> **To do**: Give back every entry exactly; drop the pictures.

[Entries taken from a collection]
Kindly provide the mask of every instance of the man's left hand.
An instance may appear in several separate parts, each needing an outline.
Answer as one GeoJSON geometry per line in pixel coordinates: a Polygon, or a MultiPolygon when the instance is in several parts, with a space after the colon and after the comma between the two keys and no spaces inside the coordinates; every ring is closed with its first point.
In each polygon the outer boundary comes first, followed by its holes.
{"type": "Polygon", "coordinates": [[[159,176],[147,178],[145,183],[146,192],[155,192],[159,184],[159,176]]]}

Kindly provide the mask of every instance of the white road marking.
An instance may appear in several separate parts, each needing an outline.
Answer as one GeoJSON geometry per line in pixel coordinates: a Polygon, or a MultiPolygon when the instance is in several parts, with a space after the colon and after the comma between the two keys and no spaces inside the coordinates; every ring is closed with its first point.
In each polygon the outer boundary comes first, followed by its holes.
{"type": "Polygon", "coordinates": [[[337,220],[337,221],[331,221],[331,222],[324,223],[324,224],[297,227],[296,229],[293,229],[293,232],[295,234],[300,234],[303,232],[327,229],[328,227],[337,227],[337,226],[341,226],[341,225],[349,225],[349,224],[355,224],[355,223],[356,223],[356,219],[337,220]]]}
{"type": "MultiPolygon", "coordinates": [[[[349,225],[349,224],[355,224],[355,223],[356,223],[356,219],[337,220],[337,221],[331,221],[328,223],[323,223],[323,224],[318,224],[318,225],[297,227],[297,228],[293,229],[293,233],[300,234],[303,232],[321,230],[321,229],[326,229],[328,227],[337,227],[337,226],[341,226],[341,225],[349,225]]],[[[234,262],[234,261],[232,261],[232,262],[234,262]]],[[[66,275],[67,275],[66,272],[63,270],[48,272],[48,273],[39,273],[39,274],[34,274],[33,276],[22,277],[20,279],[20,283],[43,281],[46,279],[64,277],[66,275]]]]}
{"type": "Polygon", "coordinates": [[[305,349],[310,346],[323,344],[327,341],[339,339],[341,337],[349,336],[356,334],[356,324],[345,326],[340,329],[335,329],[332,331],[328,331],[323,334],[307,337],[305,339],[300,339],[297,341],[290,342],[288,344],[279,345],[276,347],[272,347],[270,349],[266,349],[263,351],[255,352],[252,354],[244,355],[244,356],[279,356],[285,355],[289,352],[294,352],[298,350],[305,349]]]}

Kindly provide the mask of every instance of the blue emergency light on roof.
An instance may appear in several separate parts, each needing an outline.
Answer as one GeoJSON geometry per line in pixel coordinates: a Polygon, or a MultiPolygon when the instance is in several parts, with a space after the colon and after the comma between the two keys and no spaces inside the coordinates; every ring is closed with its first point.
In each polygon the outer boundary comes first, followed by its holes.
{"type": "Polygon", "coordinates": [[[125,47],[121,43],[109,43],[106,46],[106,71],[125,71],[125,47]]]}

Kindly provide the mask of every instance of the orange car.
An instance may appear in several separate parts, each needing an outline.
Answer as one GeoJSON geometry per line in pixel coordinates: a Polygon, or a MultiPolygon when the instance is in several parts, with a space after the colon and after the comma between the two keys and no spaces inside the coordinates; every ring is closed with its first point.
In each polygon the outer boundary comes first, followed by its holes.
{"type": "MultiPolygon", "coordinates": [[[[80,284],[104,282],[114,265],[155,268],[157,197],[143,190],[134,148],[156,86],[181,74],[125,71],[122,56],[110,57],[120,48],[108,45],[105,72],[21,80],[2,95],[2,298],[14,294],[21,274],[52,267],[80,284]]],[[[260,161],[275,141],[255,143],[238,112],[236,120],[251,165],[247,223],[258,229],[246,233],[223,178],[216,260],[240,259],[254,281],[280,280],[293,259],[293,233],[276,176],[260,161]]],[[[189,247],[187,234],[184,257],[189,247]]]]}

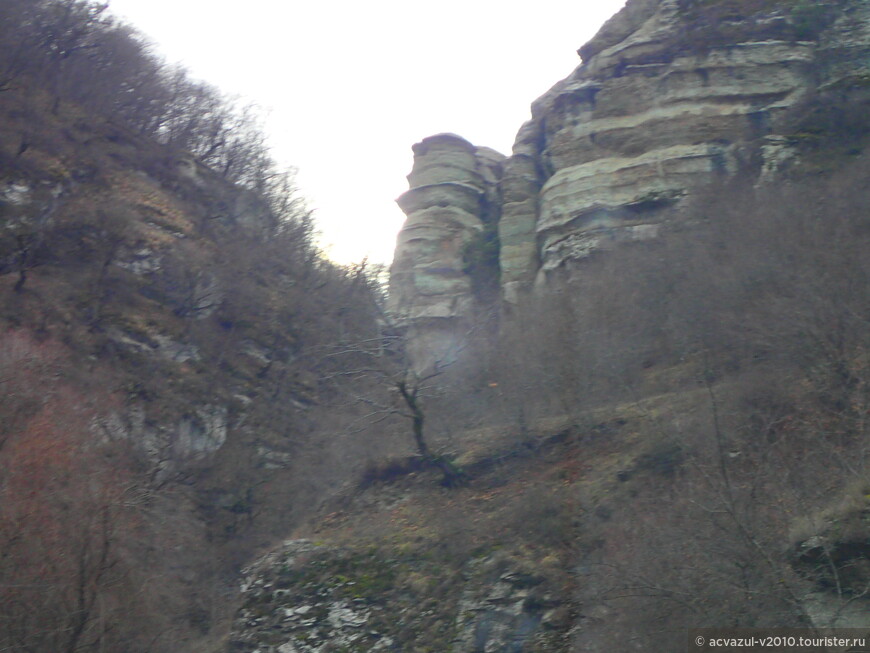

> **Result of this exercise**:
Kindly provide the mask of every instance of the man's left hand.
An instance may appear in several separate parts, each needing an outline.
Answer as one GeoJSON geometry per line in pixel coordinates: a Polygon, or a MultiPolygon when the instance is in several parts, with a space after the colon and after the comma between the two keys and no spaces inside the coordinates; every ring is closed with its first point.
In each polygon the outer boundary comes first, followed by its holes.
{"type": "Polygon", "coordinates": [[[159,176],[147,178],[145,183],[146,192],[155,192],[159,184],[159,176]]]}

Kindly provide the mask of every instance of the white road marking.
An instance may appear in several separate parts, each needing an outline.
Answer as one GeoJSON geometry per line in pixel coordinates: a Polygon, or a MultiPolygon when the instance is in several parts, with a space after the colon and after the comma between the two keys and no spaces inside the coordinates; every ring is closed with its first point.
In each polygon the outer boundary comes first, followed by its holes.
{"type": "Polygon", "coordinates": [[[337,220],[337,221],[331,221],[331,222],[324,223],[324,224],[297,227],[296,229],[293,229],[293,232],[295,234],[300,234],[303,232],[327,229],[328,227],[337,227],[337,226],[341,226],[341,225],[349,225],[349,224],[355,224],[355,223],[356,223],[356,219],[337,220]]]}
{"type": "MultiPolygon", "coordinates": [[[[349,225],[349,224],[355,224],[355,223],[356,223],[356,219],[337,220],[337,221],[331,221],[328,223],[323,223],[323,224],[318,224],[318,225],[297,227],[297,228],[293,229],[293,233],[300,234],[303,232],[321,230],[321,229],[326,229],[328,227],[337,227],[337,226],[341,226],[341,225],[349,225]]],[[[234,262],[234,261],[232,261],[232,262],[234,262]]],[[[66,275],[67,275],[66,272],[63,270],[48,272],[48,273],[39,273],[39,274],[34,274],[33,276],[22,277],[20,279],[20,283],[43,281],[46,279],[64,277],[66,275]]]]}
{"type": "Polygon", "coordinates": [[[305,349],[310,346],[323,344],[327,341],[339,339],[341,337],[349,336],[356,334],[356,324],[345,326],[340,329],[335,329],[332,331],[328,331],[323,334],[307,337],[305,339],[300,339],[297,341],[290,342],[288,344],[279,345],[276,347],[272,347],[270,349],[266,349],[263,351],[255,352],[252,354],[244,355],[244,356],[279,356],[285,355],[289,352],[294,352],[298,350],[305,349]]]}

Kindly provide the mask of every instance of the blue emergency light on roof.
An instance may appear in several separate parts, each needing an outline.
Answer as one GeoJSON geometry per line in pixel coordinates: a Polygon, or a MultiPolygon when the instance is in several parts, with a space after the colon and after the comma between the two keys and no spaces inside the coordinates; every ring is closed with its first point.
In each polygon the outer boundary comes first, followed by its holes.
{"type": "Polygon", "coordinates": [[[125,47],[121,43],[109,43],[106,46],[106,71],[125,71],[125,47]]]}

Kindly provide the mask of every instance of the orange car.
An instance may appear in several separate parts, each needing an outline.
Answer as one GeoJSON geometry per line in pixel coordinates: a Polygon, or a MultiPolygon when the instance is in several parts, with a space after the colon and after the comma between the two keys and no spaces inside the coordinates; every ring is closed with its first point.
In each polygon the outer boundary comes first, followed by its holes.
{"type": "MultiPolygon", "coordinates": [[[[80,284],[104,282],[114,265],[155,268],[157,197],[143,190],[134,148],[156,86],[181,74],[125,71],[122,56],[110,57],[120,48],[108,45],[105,72],[21,80],[2,95],[2,298],[14,294],[21,274],[52,267],[80,284]]],[[[260,161],[275,141],[255,143],[238,112],[236,120],[251,165],[247,223],[258,229],[246,233],[223,178],[216,260],[240,259],[254,281],[280,280],[293,259],[293,233],[276,176],[260,161]]],[[[189,247],[187,234],[184,257],[189,247]]]]}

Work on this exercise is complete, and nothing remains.